**Record excerpts**

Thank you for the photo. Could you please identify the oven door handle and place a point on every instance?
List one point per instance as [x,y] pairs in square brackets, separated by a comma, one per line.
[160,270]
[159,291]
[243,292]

**Objective**
Output every line above verbatim, with no changes.

**Solution**
Thank you for the photo. Could you please identify the oven door handle and place a point on every instance?
List one point per instance as [x,y] pairs in square brackets, separated by a comma, one per line.
[160,270]
[159,291]
[243,292]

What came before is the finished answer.